:: Text block ::
NeuroImage: Clinical (Jan 2022)

Concordance of regional hypoperfusion by pCASL MRI and 15O-water PET in frontotemporal dementia: Is pCASL an efficacious alternative?

  • Tracy Ssali,
  • Lucas Narciso,
  • Justin Hicks,
  • Linshan Liu,
  • Sarah Jesso,
  • Lauryn Richardson,
  • Matthias Günther,
  • Simon Konstandin,
  • Klaus Eickel,
  • Frank Prato,
  • Udunna C. Anazodo,
  • Elizabeth Finger,
  • Keith St Lawrence

Journal volume & issue
Vol. 33
p. 102950

Abstract

Read online

Background: Clinical diagnosis of frontotemporal dementia (FTD) remains a challenge due to the overlap of symptoms among FTD subtypes and with other psychiatric disorders. Perfusion imaging by arterial spin labeling (ASL) is a promising non-invasive alternative to established PET techniques; however, its sensitivity to imaging parameters can hinder its ability to detect perfusion abnormalities. Purpose: This study evaluated the similarity of regional hypoperfusion patterns detected by ASL relative to the gold standard for imaging perfusion, PET with radiolabeled water (15O-water). Methods and materials: Perfusion by single-delay pseudo continuous ASL (SD-pCASL), free-lunch Hadamard encoded pCASL (FL_TE-pCASL), and 15O-water data were acquired on a hybrid PET/MR scanner in 13 controls and 9 FTD patients. Cerebral blood flow (CBF) by 15O-water was quantified by a non-invasive approach (PMRFlow). Regional hypoperfusion was determined by comparing individual patients to the control group. This was performed using absolute (aCBF) and CBF normalized to whole-brain perfusion (rCBF). Agreement was assessed based on the fraction of overlapping voxels. Sensitivity and specificity of pCASL was estimated using hypoperfused regions of interest identified by 15O-water. Results: Region of interest (ROI) based perfusion measured by 15O-water strongly correlated with SD-pCASL (R = 0.85 ± 0.1) and FL_TE-pCASL (R = 0.81 ± 0.14). Good agreement in terms of regional hypoperfusion patterns was found between 15O-water and SD-pCASL (sensitivity = 70%, specificity = 78%) and between 15O-water and FL_TE-pCASL (sensitivity = 71%, specificity = 73%). However, SD-pCASL showed greater overlap (43.4 ± 21.3%) with 15O-water than FL_TE-pCASL (29.9 ± 21.3%). Although aCBF and rCBF showed no significant differences regarding spatial overlap and metrics of agreement with 15O-water, rCBF showed considerable variability across subtypes, indicating that care must be taken when selecting a reference region. Conclusions: This study demonstrates the potential of pCASL for assessing regional hypoperfusion related to FTD and supports its use as a cost-effective alternative to PET.

:: Given information ::
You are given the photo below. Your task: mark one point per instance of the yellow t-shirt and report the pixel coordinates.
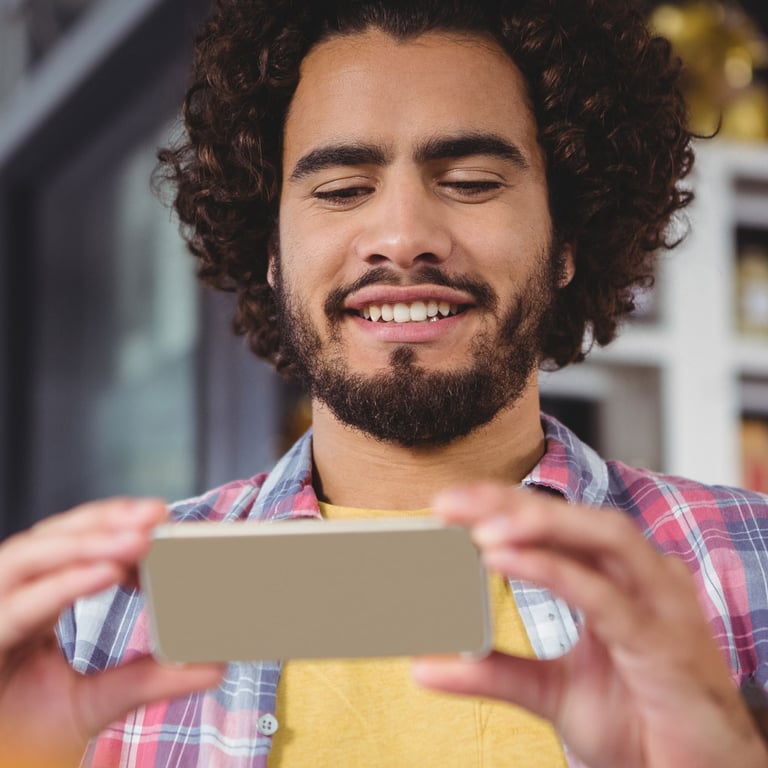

:: Activity list ::
1) According to the pCASL study abstract, on what kind of scanner were the perfusion data acquired?
2) Please retype the pCASL study abstract from "NeuroImage: Clinical (Jan" to "an efficacious alternative?".
3) In order, list each label followed by a colon that divides the body of the pCASL study abstract into parts.

:: Answers for the exercise ::
1) A hybrid PET/MR scanner.

2)
NeuroImage: Clinical (Jan 2022)

Concordance of regional hypoperfusion by pCASL MRI and 15O-water PET in frontotemporal dementia: Is pCASL an efficacious alternative?

3) Background, Purpose, Methods and materials, Results, Conclusions